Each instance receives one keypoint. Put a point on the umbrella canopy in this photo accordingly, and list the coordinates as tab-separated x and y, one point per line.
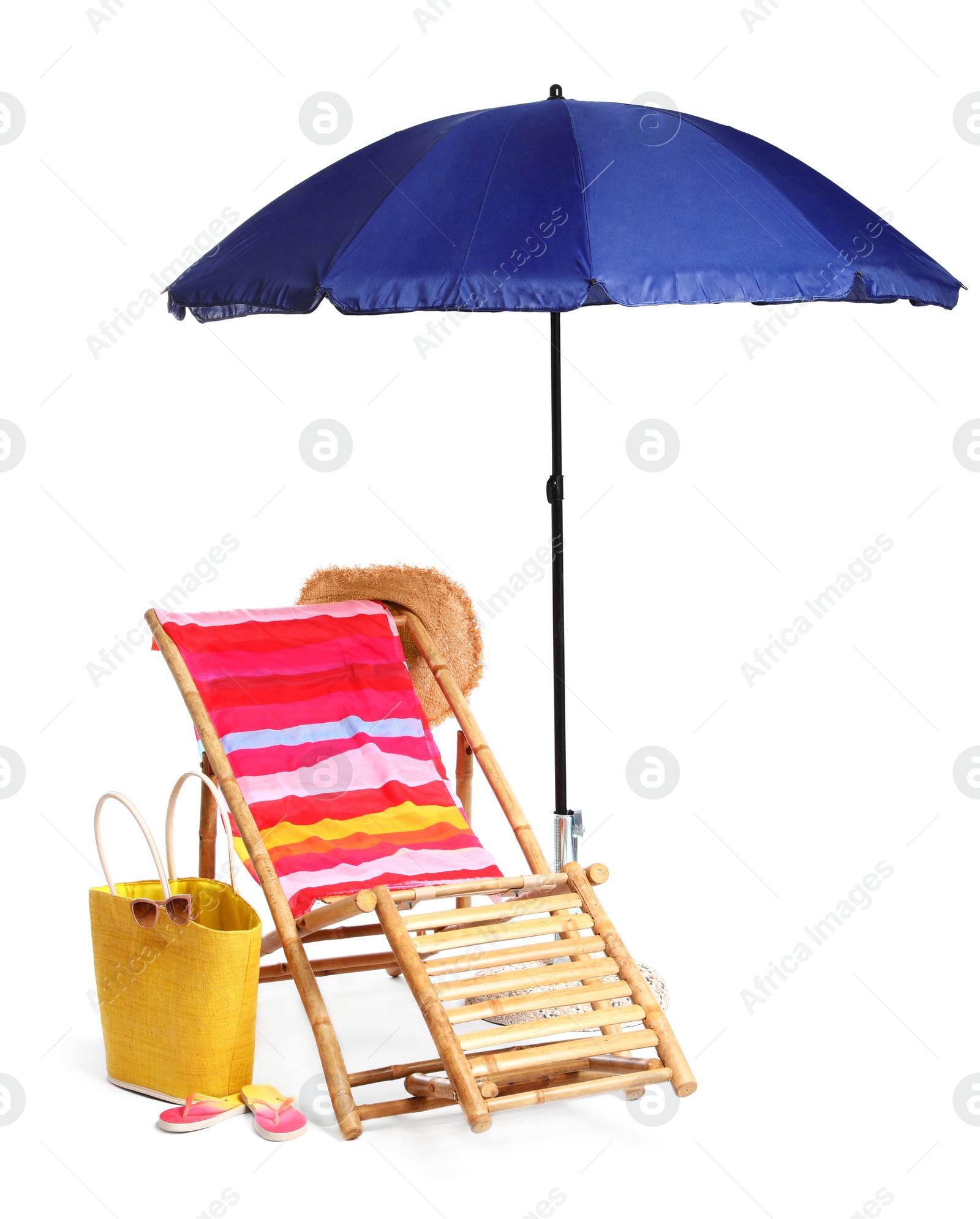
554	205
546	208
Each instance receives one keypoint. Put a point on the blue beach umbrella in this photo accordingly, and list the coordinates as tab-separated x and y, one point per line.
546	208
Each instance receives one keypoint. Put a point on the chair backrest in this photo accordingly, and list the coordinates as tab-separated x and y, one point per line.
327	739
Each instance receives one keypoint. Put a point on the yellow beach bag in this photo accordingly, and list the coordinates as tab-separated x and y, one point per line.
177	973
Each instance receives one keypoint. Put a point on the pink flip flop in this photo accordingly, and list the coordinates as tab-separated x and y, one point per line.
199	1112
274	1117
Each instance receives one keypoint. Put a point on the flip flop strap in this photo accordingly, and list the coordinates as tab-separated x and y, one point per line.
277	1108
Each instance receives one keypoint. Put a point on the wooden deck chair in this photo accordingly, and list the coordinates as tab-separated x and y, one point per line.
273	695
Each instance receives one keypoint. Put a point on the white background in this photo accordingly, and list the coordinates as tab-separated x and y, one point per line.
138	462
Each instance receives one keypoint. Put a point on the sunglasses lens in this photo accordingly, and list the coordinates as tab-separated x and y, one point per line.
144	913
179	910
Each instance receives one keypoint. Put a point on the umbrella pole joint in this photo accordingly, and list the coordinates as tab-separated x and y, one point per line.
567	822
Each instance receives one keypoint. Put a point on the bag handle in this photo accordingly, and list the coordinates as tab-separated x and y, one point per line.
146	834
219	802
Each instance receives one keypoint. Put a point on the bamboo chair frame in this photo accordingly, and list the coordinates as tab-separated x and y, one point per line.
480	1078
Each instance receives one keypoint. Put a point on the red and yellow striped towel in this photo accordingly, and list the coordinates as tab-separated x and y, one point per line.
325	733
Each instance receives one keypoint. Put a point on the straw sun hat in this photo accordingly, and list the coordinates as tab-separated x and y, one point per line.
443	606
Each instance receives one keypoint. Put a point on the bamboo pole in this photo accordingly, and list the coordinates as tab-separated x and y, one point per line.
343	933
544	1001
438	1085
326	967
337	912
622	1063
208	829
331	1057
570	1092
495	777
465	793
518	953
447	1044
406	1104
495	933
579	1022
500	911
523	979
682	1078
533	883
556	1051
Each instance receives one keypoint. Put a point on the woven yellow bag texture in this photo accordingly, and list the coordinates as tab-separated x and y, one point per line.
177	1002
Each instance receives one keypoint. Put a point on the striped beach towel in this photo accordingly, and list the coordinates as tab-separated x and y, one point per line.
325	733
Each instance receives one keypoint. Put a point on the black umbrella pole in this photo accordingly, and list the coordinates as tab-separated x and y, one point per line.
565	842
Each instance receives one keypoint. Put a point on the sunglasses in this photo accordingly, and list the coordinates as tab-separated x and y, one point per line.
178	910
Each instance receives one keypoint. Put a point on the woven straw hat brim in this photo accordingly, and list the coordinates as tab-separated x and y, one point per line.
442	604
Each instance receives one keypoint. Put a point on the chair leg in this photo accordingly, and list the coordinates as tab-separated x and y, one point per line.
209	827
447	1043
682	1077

■ ■ ■ ■ ■

§ **ACTIVITY**
Print nothing except the lines from the line containing "Each instance receives one keypoint. Put a point on the striped" to the end of the listing, exactly as written.

§ **WORKED SOLUTION**
Each instance receives one keypoint. Put a point on the striped beach towel in this photo accordingly, and list the coordinates as tab-separated x and y, one point per line.
325	733
Each instance receives one keypoint. Put a point on the black umbrella pole in this photo accordingly, and list the coordinates as tab-separated x and y, one point per line.
565	842
Each instance receives one keypoint. Put a point on the sunglasses in this photo accordingly, and list the coordinates as tab-separated x and y, one point per line.
178	910
Each instance receives one keypoint. Put a point on the woven straw hat brim in this photo accordingly, and list the coordinates as tab-separated x and y, one point per line.
442	604
Each instance receives one keypoint. Put a point on the chair leg in this photo accordingly, and list the coordinates as tab-separated x and y, one point per line.
209	827
447	1043
682	1077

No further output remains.